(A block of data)
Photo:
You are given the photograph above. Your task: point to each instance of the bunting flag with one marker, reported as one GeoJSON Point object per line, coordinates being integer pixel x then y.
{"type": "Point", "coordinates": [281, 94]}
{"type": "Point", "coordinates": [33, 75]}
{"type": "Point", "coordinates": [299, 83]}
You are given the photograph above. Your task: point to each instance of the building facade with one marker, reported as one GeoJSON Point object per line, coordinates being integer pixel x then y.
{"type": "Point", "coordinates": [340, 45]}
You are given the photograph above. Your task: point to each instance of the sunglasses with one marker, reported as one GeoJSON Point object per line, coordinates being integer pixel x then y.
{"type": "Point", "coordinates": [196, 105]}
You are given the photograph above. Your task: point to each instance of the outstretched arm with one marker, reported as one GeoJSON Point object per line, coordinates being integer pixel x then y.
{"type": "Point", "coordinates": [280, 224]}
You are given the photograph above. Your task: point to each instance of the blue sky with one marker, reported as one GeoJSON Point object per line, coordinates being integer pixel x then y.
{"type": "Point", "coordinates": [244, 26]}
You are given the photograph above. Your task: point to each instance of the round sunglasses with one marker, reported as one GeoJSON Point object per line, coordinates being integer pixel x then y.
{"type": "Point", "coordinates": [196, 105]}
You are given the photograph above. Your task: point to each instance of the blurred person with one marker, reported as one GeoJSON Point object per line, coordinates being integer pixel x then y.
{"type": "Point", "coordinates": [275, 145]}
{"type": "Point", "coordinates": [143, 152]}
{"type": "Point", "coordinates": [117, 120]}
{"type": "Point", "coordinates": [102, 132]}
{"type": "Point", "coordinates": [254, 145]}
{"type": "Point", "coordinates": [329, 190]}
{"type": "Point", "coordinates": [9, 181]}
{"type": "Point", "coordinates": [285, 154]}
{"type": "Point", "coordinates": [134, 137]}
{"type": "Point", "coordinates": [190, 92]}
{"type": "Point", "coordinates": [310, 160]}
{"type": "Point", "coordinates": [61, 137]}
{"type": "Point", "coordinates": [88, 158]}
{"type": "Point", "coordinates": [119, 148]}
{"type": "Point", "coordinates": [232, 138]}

> **What the task requires**:
Please format the records, from the line that contains "of the round" through the end of the records, inclusive, as a two-column CSV headed text and answer. Give one row per record, with each field quoted and its line breaks replaced by spaces.

> **Written answer**:
text,answer
"You are given the photograph above. Your task: point to each instance of the round sunglasses with one marker, reported as one GeoJSON Point object per line, coordinates being integer pixel x then y.","{""type"": ""Point"", ""coordinates"": [196, 105]}"
"You are given the photograph above. Your task: point to each instance of the blurred person with one marker, reported as one GeoJSON Point object per line, coordinates being integer pixel x then y.","{""type"": ""Point"", ""coordinates"": [275, 145]} {""type"": ""Point"", ""coordinates"": [143, 152]} {""type"": ""Point"", ""coordinates"": [117, 120]} {""type"": ""Point"", ""coordinates"": [102, 132]} {""type"": ""Point"", ""coordinates"": [254, 145]} {""type"": ""Point"", ""coordinates"": [329, 190]} {""type"": ""Point"", ""coordinates"": [9, 181]} {""type"": ""Point"", ""coordinates"": [285, 154]} {""type"": ""Point"", ""coordinates"": [134, 137]} {""type"": ""Point"", ""coordinates"": [190, 92]} {""type"": ""Point"", ""coordinates"": [310, 160]} {""type"": ""Point"", ""coordinates"": [61, 137]} {""type"": ""Point"", ""coordinates"": [88, 158]} {""type"": ""Point"", ""coordinates"": [119, 148]} {""type"": ""Point"", ""coordinates"": [232, 138]}"